DIRECTIONS FOR THIS TASK:
Write out the material word for word, from its first line through the line containing "(1043, 155)", with both ends included.

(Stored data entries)

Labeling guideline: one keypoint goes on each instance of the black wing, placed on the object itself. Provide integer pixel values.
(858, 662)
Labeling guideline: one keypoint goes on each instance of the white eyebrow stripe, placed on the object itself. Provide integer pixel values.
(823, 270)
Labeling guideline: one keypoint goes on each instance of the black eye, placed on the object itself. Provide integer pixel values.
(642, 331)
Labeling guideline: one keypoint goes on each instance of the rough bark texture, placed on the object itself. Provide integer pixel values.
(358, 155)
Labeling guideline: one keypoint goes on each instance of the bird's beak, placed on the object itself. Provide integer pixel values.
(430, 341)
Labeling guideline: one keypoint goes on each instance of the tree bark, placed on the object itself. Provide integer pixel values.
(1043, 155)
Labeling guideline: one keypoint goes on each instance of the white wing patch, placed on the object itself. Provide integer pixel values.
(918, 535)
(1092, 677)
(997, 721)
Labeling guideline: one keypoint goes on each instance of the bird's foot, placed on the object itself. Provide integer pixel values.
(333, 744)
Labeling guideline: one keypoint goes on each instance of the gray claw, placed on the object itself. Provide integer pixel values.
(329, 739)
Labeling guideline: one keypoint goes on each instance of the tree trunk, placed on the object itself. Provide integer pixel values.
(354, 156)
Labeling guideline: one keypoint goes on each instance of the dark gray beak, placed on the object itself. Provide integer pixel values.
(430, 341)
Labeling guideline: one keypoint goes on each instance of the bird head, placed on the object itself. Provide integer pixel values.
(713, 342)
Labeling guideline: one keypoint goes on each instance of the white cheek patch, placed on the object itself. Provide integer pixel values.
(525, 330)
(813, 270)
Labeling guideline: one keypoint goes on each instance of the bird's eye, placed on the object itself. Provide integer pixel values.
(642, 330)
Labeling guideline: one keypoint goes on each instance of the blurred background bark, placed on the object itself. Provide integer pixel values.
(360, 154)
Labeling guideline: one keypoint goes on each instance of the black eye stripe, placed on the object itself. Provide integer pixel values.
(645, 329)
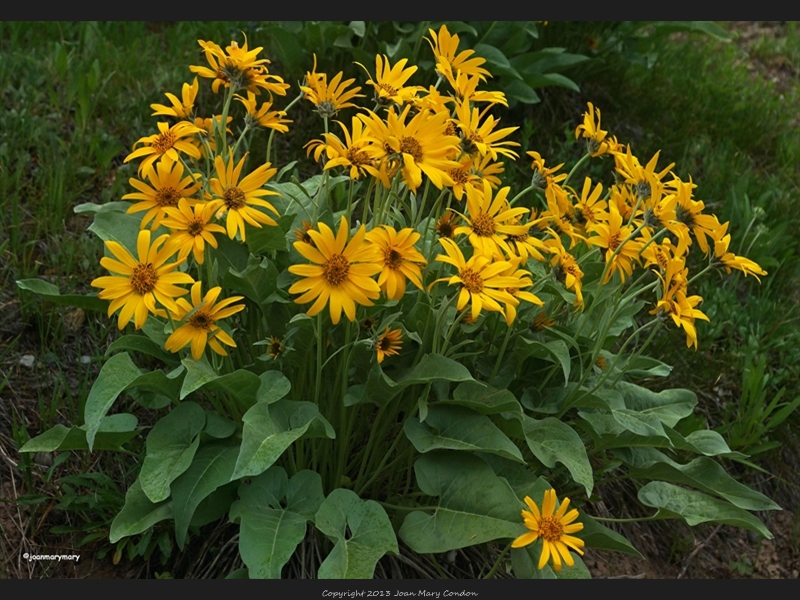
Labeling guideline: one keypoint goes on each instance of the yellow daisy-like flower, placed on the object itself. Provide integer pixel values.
(466, 89)
(565, 267)
(329, 98)
(139, 284)
(390, 82)
(168, 187)
(238, 66)
(272, 119)
(554, 528)
(168, 141)
(480, 138)
(180, 108)
(239, 198)
(480, 280)
(423, 144)
(729, 260)
(491, 220)
(201, 326)
(400, 259)
(342, 271)
(448, 59)
(192, 229)
(388, 344)
(610, 235)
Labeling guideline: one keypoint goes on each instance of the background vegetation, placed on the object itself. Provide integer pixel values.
(75, 98)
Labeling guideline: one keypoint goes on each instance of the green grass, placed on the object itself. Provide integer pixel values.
(75, 97)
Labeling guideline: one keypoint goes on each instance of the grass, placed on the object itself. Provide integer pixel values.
(74, 101)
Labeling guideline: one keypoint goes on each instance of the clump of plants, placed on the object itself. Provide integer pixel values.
(400, 347)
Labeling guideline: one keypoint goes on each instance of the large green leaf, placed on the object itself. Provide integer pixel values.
(475, 505)
(143, 345)
(117, 374)
(138, 514)
(269, 429)
(457, 428)
(171, 446)
(362, 532)
(51, 292)
(114, 431)
(701, 473)
(601, 537)
(117, 227)
(269, 239)
(553, 441)
(695, 507)
(271, 528)
(247, 387)
(212, 467)
(670, 406)
(257, 282)
(380, 388)
(555, 351)
(484, 399)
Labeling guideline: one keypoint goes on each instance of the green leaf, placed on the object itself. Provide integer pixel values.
(74, 438)
(143, 345)
(118, 372)
(362, 532)
(269, 429)
(271, 529)
(138, 514)
(702, 473)
(257, 282)
(117, 227)
(380, 388)
(522, 91)
(695, 507)
(269, 238)
(218, 426)
(51, 292)
(475, 505)
(552, 441)
(171, 446)
(212, 467)
(484, 399)
(597, 535)
(555, 351)
(457, 428)
(670, 406)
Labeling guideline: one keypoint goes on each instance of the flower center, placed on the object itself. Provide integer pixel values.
(195, 227)
(471, 280)
(390, 90)
(358, 157)
(459, 176)
(164, 141)
(234, 198)
(551, 529)
(201, 320)
(335, 269)
(167, 196)
(392, 258)
(483, 225)
(614, 241)
(144, 278)
(410, 145)
(684, 215)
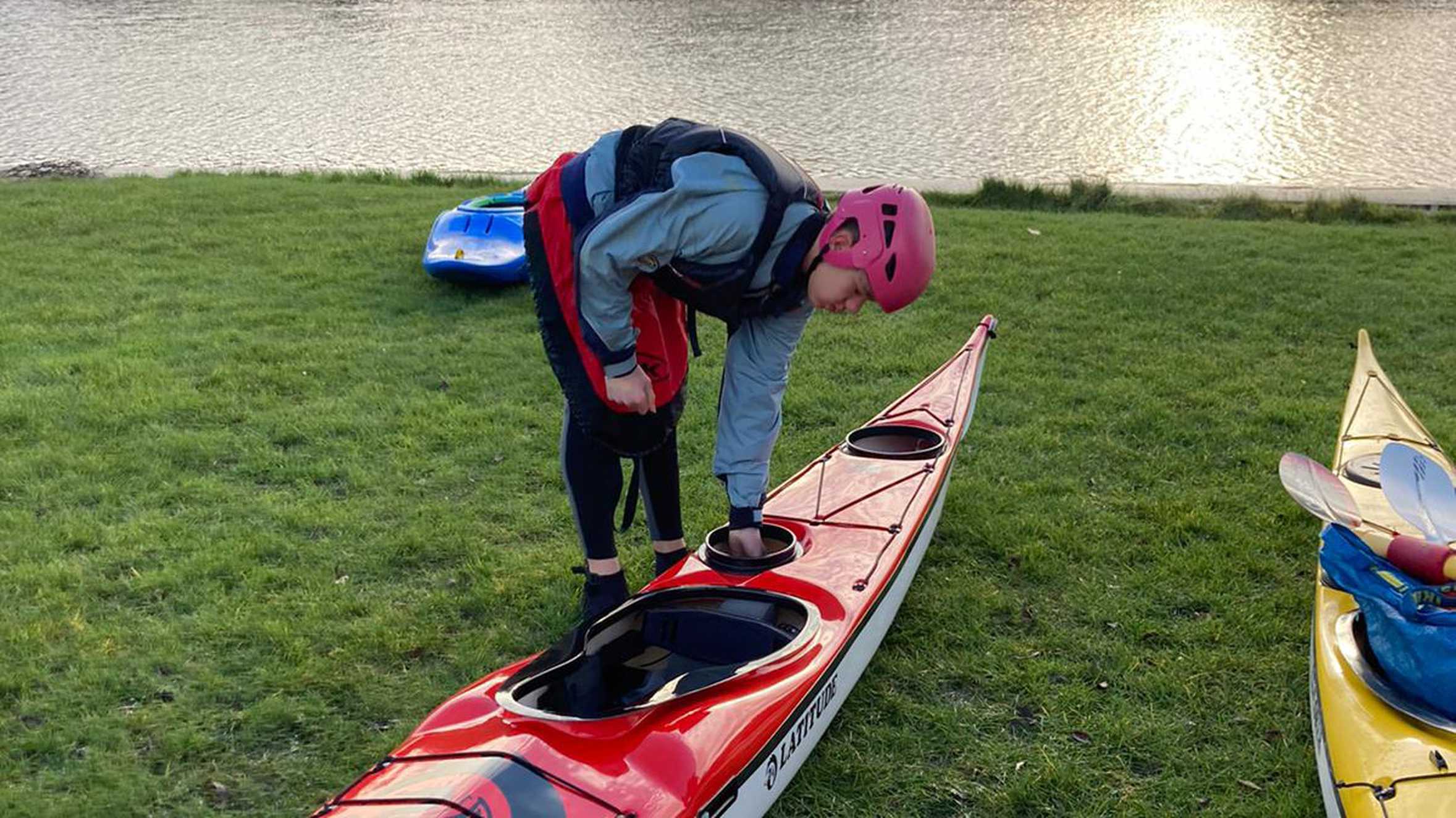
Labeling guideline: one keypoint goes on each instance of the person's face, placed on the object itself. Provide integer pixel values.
(836, 289)
(839, 290)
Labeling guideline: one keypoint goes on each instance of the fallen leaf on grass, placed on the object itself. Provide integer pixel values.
(219, 794)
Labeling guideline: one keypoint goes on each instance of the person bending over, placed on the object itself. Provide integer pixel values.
(626, 242)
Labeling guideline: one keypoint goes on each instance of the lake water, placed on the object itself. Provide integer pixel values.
(1248, 92)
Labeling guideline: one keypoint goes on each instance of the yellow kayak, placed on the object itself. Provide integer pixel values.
(1379, 753)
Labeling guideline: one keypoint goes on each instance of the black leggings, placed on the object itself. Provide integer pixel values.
(593, 475)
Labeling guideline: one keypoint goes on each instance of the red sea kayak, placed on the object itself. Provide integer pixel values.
(702, 694)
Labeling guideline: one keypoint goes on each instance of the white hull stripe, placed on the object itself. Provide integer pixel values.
(752, 792)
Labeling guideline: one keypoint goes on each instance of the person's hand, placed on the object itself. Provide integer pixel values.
(633, 390)
(746, 542)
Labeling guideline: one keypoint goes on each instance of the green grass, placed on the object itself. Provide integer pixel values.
(268, 494)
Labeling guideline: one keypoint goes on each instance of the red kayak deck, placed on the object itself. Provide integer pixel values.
(731, 747)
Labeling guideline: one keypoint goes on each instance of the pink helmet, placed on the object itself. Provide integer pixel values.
(896, 245)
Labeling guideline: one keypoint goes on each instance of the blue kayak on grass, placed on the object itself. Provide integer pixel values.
(479, 240)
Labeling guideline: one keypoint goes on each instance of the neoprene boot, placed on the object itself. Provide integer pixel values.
(602, 593)
(667, 561)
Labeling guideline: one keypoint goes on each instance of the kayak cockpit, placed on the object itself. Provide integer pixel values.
(1355, 648)
(660, 647)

THE OUTPUT:
Labeling guideline: one keypoint goes on each instance of the black wing, placed on the object itself. Provide integer pixel values.
(858, 662)
Labeling guideline: one keypoint goes on each instance of the white eyebrow stripe, placed on the object itself. Provide integer pixel values.
(823, 270)
Labeling guideline: one keypoint goes on each instance of the black eye, placed on the object itself. Provide integer pixel values.
(642, 331)
Labeling guideline: one keypoint goes on each instance of the rough bark texture, placed on the object itself. Provide integer pixel values.
(358, 155)
Labeling guideline: one keypoint goes on each instance of the bird's beak, placed on the object itself. Provide integer pixel values.
(430, 341)
Labeling guideline: one keypoint goes on each instance of the tree bark, placed on the object itself. Provide integer pixel values.
(1043, 155)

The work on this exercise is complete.